Problem requirements:
What you return must match the records character for character.

Working data:
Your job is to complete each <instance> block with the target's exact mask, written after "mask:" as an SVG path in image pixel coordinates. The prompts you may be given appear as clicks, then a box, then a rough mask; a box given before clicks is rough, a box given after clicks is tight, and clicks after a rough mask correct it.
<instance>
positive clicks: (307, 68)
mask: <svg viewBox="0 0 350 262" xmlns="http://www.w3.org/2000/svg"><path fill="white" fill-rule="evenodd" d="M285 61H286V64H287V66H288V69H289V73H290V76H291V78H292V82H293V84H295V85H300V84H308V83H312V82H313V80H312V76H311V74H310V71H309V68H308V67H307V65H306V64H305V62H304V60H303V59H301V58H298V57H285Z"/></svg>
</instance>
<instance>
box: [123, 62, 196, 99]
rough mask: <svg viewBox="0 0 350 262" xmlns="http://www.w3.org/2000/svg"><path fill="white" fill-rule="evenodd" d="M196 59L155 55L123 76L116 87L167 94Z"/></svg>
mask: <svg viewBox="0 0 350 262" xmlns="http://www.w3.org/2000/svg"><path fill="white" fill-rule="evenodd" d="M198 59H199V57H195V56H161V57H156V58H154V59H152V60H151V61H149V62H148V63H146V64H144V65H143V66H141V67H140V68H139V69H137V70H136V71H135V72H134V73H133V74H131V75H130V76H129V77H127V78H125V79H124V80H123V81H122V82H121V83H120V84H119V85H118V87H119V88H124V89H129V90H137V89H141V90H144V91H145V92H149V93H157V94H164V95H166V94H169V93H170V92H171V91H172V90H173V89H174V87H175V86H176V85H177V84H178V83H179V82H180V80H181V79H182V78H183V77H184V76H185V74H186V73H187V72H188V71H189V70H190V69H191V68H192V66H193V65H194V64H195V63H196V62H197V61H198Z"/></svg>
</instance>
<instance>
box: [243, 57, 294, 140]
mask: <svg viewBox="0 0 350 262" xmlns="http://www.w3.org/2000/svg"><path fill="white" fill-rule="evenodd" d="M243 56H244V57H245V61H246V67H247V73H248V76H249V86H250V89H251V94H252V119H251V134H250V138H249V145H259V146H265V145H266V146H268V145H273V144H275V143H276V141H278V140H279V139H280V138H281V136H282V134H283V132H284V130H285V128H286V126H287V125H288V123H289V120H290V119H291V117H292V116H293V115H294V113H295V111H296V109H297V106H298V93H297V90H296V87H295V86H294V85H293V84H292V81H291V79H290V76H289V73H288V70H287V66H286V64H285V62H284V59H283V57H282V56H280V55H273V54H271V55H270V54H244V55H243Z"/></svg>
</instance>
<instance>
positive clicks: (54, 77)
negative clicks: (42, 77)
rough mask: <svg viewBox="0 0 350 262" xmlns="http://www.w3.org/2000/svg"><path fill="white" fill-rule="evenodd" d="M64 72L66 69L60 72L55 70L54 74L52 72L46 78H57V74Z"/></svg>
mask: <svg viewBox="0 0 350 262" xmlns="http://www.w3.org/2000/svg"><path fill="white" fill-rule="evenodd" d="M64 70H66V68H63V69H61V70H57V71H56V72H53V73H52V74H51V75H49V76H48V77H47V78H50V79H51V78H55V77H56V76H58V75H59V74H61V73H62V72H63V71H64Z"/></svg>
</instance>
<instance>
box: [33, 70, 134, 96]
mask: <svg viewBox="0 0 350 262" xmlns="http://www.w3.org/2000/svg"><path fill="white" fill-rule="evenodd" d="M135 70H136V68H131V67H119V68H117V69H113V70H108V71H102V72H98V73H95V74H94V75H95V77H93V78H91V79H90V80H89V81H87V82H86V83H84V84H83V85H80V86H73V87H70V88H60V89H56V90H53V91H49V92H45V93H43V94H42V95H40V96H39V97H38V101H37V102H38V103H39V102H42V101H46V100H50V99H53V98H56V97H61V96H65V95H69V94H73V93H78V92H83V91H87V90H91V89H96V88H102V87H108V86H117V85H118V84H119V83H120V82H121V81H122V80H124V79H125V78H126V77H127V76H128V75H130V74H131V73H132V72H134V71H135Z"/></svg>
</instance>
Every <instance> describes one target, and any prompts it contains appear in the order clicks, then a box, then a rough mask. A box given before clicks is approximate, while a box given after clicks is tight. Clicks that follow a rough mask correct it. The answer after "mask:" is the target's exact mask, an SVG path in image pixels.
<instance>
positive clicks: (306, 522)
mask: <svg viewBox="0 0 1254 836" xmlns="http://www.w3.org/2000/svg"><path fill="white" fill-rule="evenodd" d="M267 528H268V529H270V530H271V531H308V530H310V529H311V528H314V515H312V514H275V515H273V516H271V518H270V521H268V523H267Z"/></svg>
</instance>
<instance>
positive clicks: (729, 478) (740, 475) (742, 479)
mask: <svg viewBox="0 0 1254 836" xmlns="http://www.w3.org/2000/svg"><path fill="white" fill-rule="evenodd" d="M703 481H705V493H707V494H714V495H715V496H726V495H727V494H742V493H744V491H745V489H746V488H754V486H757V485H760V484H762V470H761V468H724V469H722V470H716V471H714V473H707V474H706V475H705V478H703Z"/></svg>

Solution for this task:
Your job is to complete each <instance> block with the target's exact mask, written after "mask:" as an SVG path in image pixel coordinates. The prompts you may be given appear as clicks, then a box, then a rough mask; a box given before clicks is rough, a box given after clicks is tight, and clicks after a rough mask correct it.
<instance>
positive clicks: (307, 68)
mask: <svg viewBox="0 0 350 262" xmlns="http://www.w3.org/2000/svg"><path fill="white" fill-rule="evenodd" d="M285 61H286V64H287V66H288V69H289V73H290V76H291V78H292V82H293V84H295V85H300V84H308V83H312V82H313V80H312V76H311V74H310V71H309V68H308V67H307V65H306V64H305V62H304V60H303V59H301V58H298V57H285Z"/></svg>
</instance>
<instance>
box: [123, 62, 196, 99]
rough mask: <svg viewBox="0 0 350 262" xmlns="http://www.w3.org/2000/svg"><path fill="white" fill-rule="evenodd" d="M196 59L155 55L123 76L116 87L167 94Z"/></svg>
mask: <svg viewBox="0 0 350 262" xmlns="http://www.w3.org/2000/svg"><path fill="white" fill-rule="evenodd" d="M198 59H199V57H195V56H161V57H156V58H154V59H152V60H151V61H149V62H148V63H146V64H144V65H143V66H141V67H140V68H139V69H137V70H136V71H135V72H134V73H133V74H131V75H130V76H129V77H127V78H125V79H124V80H123V81H122V82H121V83H120V84H119V85H118V87H119V88H124V89H129V90H137V89H141V90H144V91H145V92H149V93H157V94H164V95H166V94H169V93H170V92H171V91H172V90H173V89H174V87H175V86H176V85H177V84H178V83H179V82H180V80H181V79H182V78H183V77H184V76H185V74H186V73H187V72H188V71H189V70H190V69H191V68H192V66H193V65H194V64H195V63H196V62H197V61H198Z"/></svg>
</instance>
<instance>
box: [243, 57, 294, 140]
mask: <svg viewBox="0 0 350 262" xmlns="http://www.w3.org/2000/svg"><path fill="white" fill-rule="evenodd" d="M243 56H244V57H245V61H246V67H247V73H248V76H249V86H250V89H251V94H252V119H251V134H250V138H249V145H259V146H265V145H266V146H268V145H273V144H275V143H276V141H278V140H279V139H280V138H281V136H282V134H283V132H284V130H285V128H286V126H287V125H288V123H289V120H290V119H291V117H292V116H293V115H294V113H295V111H296V109H297V106H298V93H297V90H296V87H295V86H294V85H293V84H292V81H291V79H290V76H289V73H288V70H287V66H286V64H285V62H284V59H283V57H282V56H280V55H273V54H271V55H270V54H244V55H243Z"/></svg>
</instance>
<instance>
positive clicks: (54, 77)
negative clicks: (42, 77)
rough mask: <svg viewBox="0 0 350 262" xmlns="http://www.w3.org/2000/svg"><path fill="white" fill-rule="evenodd" d="M64 72L66 69L60 72L55 70L54 74L52 72L46 78H57V74Z"/></svg>
mask: <svg viewBox="0 0 350 262" xmlns="http://www.w3.org/2000/svg"><path fill="white" fill-rule="evenodd" d="M64 70H66V68H63V69H61V70H57V71H56V72H53V73H52V74H51V75H49V76H48V77H47V78H50V79H51V78H55V77H56V76H58V75H59V74H61V73H62V72H63V71H64Z"/></svg>
</instance>
<instance>
box: [33, 70, 134, 96]
mask: <svg viewBox="0 0 350 262" xmlns="http://www.w3.org/2000/svg"><path fill="white" fill-rule="evenodd" d="M135 70H136V68H131V67H119V68H117V69H113V70H108V71H102V72H98V73H95V74H94V75H95V77H93V78H91V79H90V80H89V81H87V82H86V83H84V84H83V85H80V86H73V87H70V88H60V89H56V90H53V91H49V92H45V93H43V94H42V95H40V96H39V97H38V101H37V102H38V103H39V102H42V101H46V100H50V99H53V98H56V97H61V96H65V95H69V94H73V93H78V92H83V91H87V90H91V89H96V88H102V87H108V86H117V85H118V84H119V83H120V82H121V81H122V80H124V79H125V78H126V77H127V76H128V75H130V74H131V73H132V72H134V71H135Z"/></svg>
</instance>
Every <instance> describes one target, and any prompts it contains appear in the order clicks, then a box, then a rough mask. A box given before clicks is approximate, while a box given after clicks is tight. Clicks that follow a rough mask correct it. The answer after "mask:" is the target's exact mask, an SVG path in image pixels.
<instance>
positive clicks: (306, 522)
mask: <svg viewBox="0 0 1254 836" xmlns="http://www.w3.org/2000/svg"><path fill="white" fill-rule="evenodd" d="M267 528H268V529H270V530H271V531H308V530H310V529H311V528H314V515H312V514H275V515H273V516H271V518H270V521H268V523H267Z"/></svg>
</instance>
<instance>
positive clicks: (729, 478) (740, 475) (742, 479)
mask: <svg viewBox="0 0 1254 836" xmlns="http://www.w3.org/2000/svg"><path fill="white" fill-rule="evenodd" d="M703 481H705V493H707V494H714V495H715V496H726V495H727V494H742V493H744V491H745V489H746V488H754V486H757V485H760V484H762V470H761V468H724V469H722V470H716V471H714V473H707V474H706V475H705V478H703Z"/></svg>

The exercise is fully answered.